[Referring expression data]
- - - - -
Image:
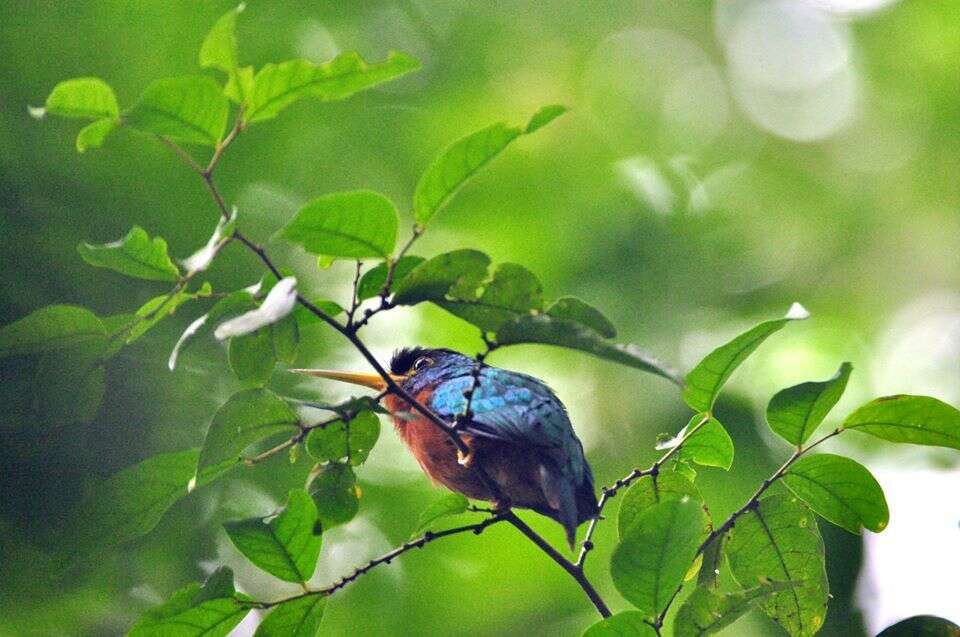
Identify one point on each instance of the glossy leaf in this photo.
(374, 279)
(355, 224)
(336, 494)
(705, 381)
(50, 328)
(629, 623)
(919, 420)
(277, 86)
(345, 439)
(655, 553)
(779, 541)
(708, 611)
(135, 255)
(446, 505)
(247, 417)
(548, 330)
(83, 97)
(190, 109)
(841, 490)
(288, 545)
(796, 412)
(296, 618)
(457, 163)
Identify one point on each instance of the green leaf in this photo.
(655, 552)
(277, 86)
(297, 618)
(922, 626)
(629, 623)
(83, 97)
(50, 328)
(93, 134)
(573, 309)
(651, 490)
(514, 291)
(434, 279)
(374, 279)
(841, 490)
(796, 412)
(288, 545)
(247, 417)
(347, 224)
(336, 494)
(446, 505)
(548, 330)
(194, 611)
(190, 109)
(779, 541)
(135, 255)
(708, 611)
(919, 420)
(350, 439)
(457, 163)
(252, 358)
(704, 382)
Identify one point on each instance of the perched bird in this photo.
(518, 433)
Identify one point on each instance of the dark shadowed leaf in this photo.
(277, 86)
(704, 382)
(841, 490)
(190, 109)
(446, 505)
(919, 420)
(629, 623)
(778, 541)
(50, 328)
(796, 412)
(288, 545)
(296, 618)
(347, 224)
(655, 552)
(248, 417)
(135, 255)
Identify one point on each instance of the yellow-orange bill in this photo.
(374, 381)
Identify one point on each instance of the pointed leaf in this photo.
(841, 490)
(919, 420)
(347, 224)
(190, 109)
(704, 382)
(779, 541)
(655, 553)
(248, 417)
(277, 86)
(796, 412)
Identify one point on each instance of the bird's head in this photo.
(413, 368)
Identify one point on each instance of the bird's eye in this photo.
(422, 363)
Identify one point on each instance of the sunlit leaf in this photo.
(276, 86)
(655, 552)
(135, 255)
(796, 412)
(50, 328)
(841, 490)
(355, 224)
(704, 382)
(919, 420)
(190, 109)
(288, 545)
(779, 541)
(247, 417)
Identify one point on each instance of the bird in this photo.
(518, 433)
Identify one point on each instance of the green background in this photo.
(860, 227)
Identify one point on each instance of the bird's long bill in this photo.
(374, 381)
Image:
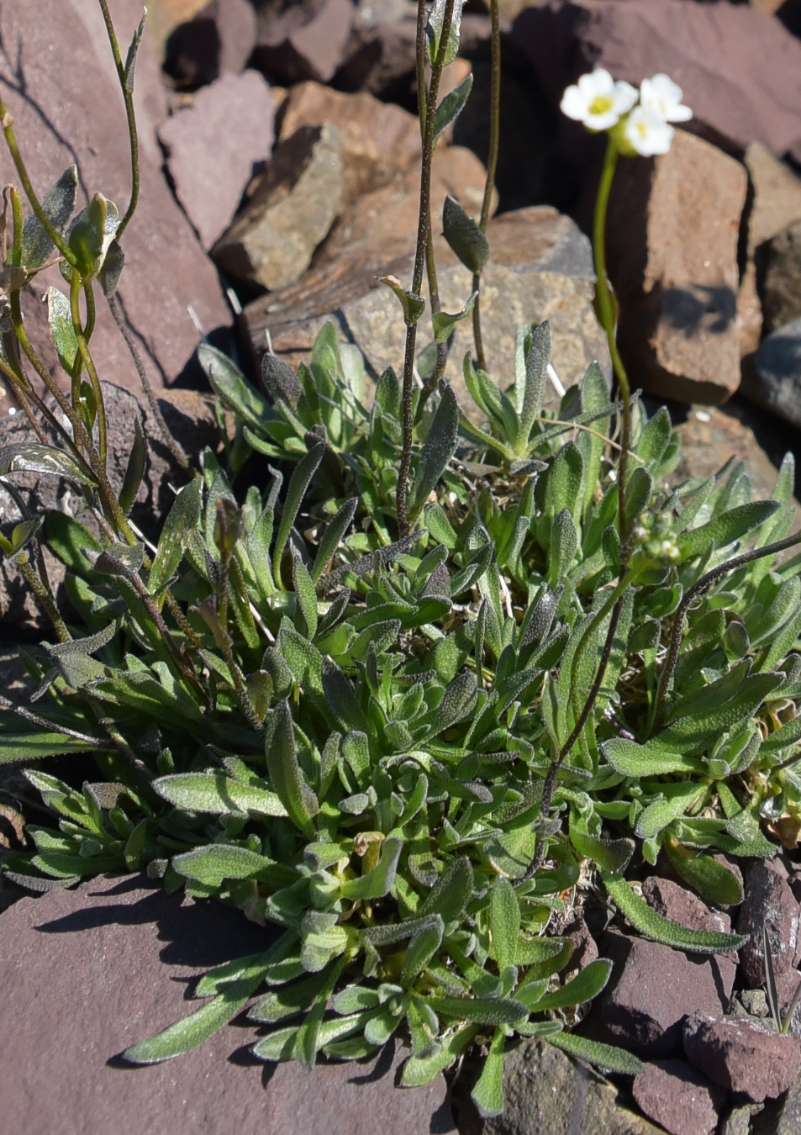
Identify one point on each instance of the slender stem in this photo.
(127, 89)
(491, 170)
(7, 123)
(423, 224)
(605, 303)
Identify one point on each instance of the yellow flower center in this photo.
(601, 104)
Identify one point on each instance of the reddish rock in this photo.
(769, 901)
(679, 1098)
(741, 1056)
(717, 52)
(651, 992)
(380, 140)
(217, 41)
(61, 45)
(87, 973)
(212, 146)
(305, 41)
(673, 233)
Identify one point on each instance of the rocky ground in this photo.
(279, 154)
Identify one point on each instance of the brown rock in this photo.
(673, 260)
(679, 1098)
(717, 52)
(769, 902)
(546, 1093)
(540, 268)
(651, 991)
(87, 973)
(217, 41)
(61, 45)
(271, 243)
(742, 1057)
(781, 277)
(380, 140)
(212, 146)
(306, 41)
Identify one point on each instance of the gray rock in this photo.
(769, 902)
(679, 1098)
(540, 269)
(212, 146)
(217, 41)
(781, 277)
(90, 972)
(59, 45)
(306, 41)
(651, 992)
(742, 1056)
(548, 1094)
(271, 243)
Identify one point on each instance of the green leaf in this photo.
(504, 923)
(379, 881)
(452, 106)
(464, 236)
(214, 862)
(488, 1094)
(285, 771)
(438, 450)
(192, 1031)
(652, 925)
(606, 1057)
(218, 793)
(588, 983)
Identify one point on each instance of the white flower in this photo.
(598, 101)
(662, 94)
(647, 132)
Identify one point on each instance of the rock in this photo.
(716, 52)
(651, 991)
(190, 418)
(271, 243)
(86, 973)
(781, 278)
(540, 269)
(679, 1098)
(212, 146)
(546, 1093)
(769, 902)
(380, 140)
(61, 45)
(673, 235)
(217, 41)
(741, 1056)
(305, 41)
(774, 378)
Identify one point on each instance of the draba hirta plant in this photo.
(403, 688)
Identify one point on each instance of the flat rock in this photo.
(781, 277)
(90, 972)
(380, 140)
(305, 41)
(546, 1093)
(212, 145)
(673, 233)
(216, 41)
(61, 45)
(774, 378)
(718, 53)
(271, 242)
(540, 268)
(679, 1098)
(741, 1056)
(769, 902)
(651, 991)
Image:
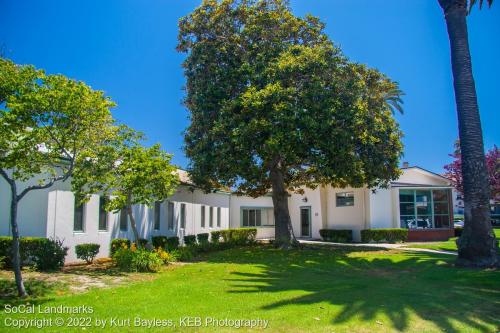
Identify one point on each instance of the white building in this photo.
(419, 200)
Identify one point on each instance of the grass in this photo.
(449, 245)
(319, 289)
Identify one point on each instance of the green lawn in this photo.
(310, 290)
(449, 245)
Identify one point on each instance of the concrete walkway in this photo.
(400, 246)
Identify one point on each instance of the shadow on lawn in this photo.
(364, 285)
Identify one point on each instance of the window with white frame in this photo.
(157, 215)
(170, 215)
(344, 199)
(257, 217)
(424, 208)
(202, 216)
(218, 217)
(211, 217)
(78, 220)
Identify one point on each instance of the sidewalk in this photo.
(399, 246)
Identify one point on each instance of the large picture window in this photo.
(344, 199)
(424, 209)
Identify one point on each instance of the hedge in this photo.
(28, 248)
(384, 235)
(215, 237)
(202, 238)
(334, 235)
(87, 251)
(241, 236)
(164, 242)
(118, 243)
(189, 240)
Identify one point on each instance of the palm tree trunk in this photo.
(477, 246)
(16, 257)
(283, 232)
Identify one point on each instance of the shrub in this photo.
(87, 252)
(51, 255)
(166, 257)
(28, 248)
(338, 236)
(137, 260)
(143, 242)
(184, 253)
(384, 235)
(202, 238)
(241, 236)
(118, 243)
(215, 237)
(189, 240)
(159, 242)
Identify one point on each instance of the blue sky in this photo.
(127, 49)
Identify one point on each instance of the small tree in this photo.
(454, 170)
(128, 174)
(47, 123)
(276, 106)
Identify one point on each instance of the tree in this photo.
(47, 123)
(454, 170)
(477, 246)
(276, 106)
(128, 174)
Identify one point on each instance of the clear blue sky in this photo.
(127, 49)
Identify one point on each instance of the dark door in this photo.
(305, 221)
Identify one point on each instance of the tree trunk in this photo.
(477, 246)
(16, 256)
(283, 232)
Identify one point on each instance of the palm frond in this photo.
(473, 2)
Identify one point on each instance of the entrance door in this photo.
(305, 221)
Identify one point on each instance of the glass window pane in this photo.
(408, 222)
(123, 220)
(406, 196)
(441, 208)
(407, 209)
(440, 195)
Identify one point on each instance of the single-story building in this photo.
(419, 200)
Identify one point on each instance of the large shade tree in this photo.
(47, 124)
(275, 106)
(127, 174)
(477, 246)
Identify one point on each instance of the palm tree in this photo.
(477, 246)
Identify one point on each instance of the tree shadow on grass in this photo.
(39, 292)
(364, 284)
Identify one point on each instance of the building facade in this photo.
(419, 200)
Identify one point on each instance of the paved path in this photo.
(382, 245)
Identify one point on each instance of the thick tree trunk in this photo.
(283, 232)
(477, 246)
(16, 256)
(134, 226)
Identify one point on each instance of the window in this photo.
(157, 216)
(183, 216)
(103, 214)
(78, 217)
(123, 220)
(218, 216)
(424, 209)
(344, 199)
(170, 212)
(257, 217)
(211, 217)
(203, 216)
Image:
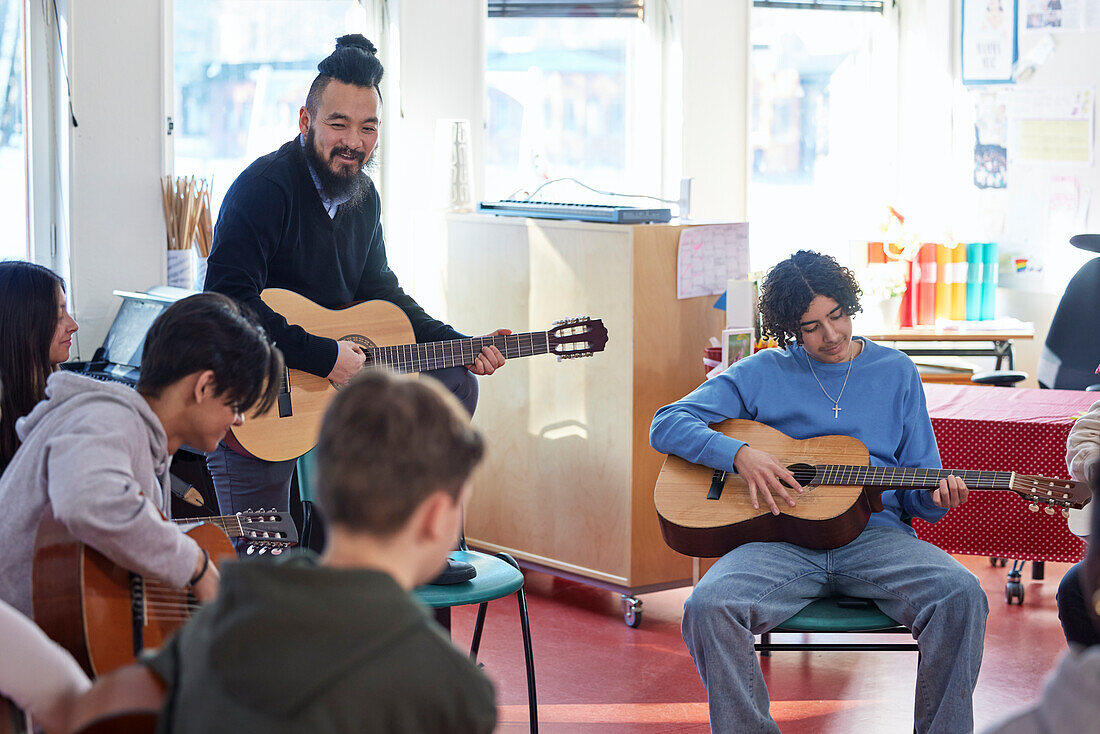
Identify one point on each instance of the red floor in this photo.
(596, 675)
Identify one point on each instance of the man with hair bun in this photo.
(825, 382)
(306, 218)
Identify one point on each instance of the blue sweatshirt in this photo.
(882, 406)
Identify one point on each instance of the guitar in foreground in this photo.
(385, 335)
(103, 614)
(707, 513)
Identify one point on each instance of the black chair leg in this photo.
(443, 617)
(479, 625)
(525, 627)
(528, 654)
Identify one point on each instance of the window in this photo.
(13, 211)
(242, 70)
(823, 129)
(560, 101)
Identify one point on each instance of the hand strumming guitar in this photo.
(765, 474)
(350, 360)
(491, 359)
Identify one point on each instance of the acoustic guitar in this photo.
(707, 513)
(385, 335)
(103, 614)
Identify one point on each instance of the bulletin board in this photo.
(1034, 146)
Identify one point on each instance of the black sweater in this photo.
(273, 232)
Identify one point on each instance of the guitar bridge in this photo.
(138, 612)
(717, 484)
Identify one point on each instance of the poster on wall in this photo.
(990, 139)
(1053, 126)
(989, 41)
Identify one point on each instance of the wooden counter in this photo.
(569, 479)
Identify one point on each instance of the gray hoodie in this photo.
(1070, 701)
(97, 453)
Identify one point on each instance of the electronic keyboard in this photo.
(603, 212)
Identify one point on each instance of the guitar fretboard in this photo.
(455, 352)
(229, 524)
(906, 478)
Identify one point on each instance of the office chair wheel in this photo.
(631, 611)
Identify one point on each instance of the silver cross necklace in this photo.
(836, 404)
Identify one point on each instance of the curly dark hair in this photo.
(796, 281)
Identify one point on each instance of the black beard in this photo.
(354, 187)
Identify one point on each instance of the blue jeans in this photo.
(759, 585)
(245, 483)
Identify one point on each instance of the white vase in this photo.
(180, 274)
(199, 272)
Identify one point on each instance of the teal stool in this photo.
(497, 577)
(833, 615)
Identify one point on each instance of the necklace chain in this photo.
(836, 403)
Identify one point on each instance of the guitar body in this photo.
(125, 701)
(86, 603)
(826, 516)
(273, 437)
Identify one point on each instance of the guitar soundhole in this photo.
(365, 344)
(803, 473)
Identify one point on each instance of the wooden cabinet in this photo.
(569, 478)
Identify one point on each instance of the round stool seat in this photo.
(999, 378)
(495, 578)
(828, 615)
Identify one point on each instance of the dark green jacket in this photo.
(297, 647)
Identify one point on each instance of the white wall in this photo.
(440, 68)
(114, 53)
(714, 41)
(1008, 215)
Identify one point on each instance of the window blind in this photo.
(858, 6)
(567, 9)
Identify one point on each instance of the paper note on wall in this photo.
(708, 256)
(1054, 126)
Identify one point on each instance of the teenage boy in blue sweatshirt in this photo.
(825, 382)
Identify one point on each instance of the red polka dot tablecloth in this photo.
(1004, 429)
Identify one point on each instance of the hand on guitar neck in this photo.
(350, 360)
(766, 477)
(491, 359)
- - - - -
**The task:**
Beginning with the line that has "Identify one point on each instance of the paper", set down every line of the entries above through the final one, unchanged.

**Answer to this task:**
Identify one point on each instance of the paper note on wall in this photo.
(708, 256)
(1054, 126)
Identify one point on each instance of the teenage boy in blue sweatshirt in this photo.
(825, 382)
Identify one point on each instance of the red polka dot tablecloth in this photo.
(1004, 429)
Identify one point on each instance of the hand on guitar neck in this photo.
(350, 360)
(766, 477)
(491, 359)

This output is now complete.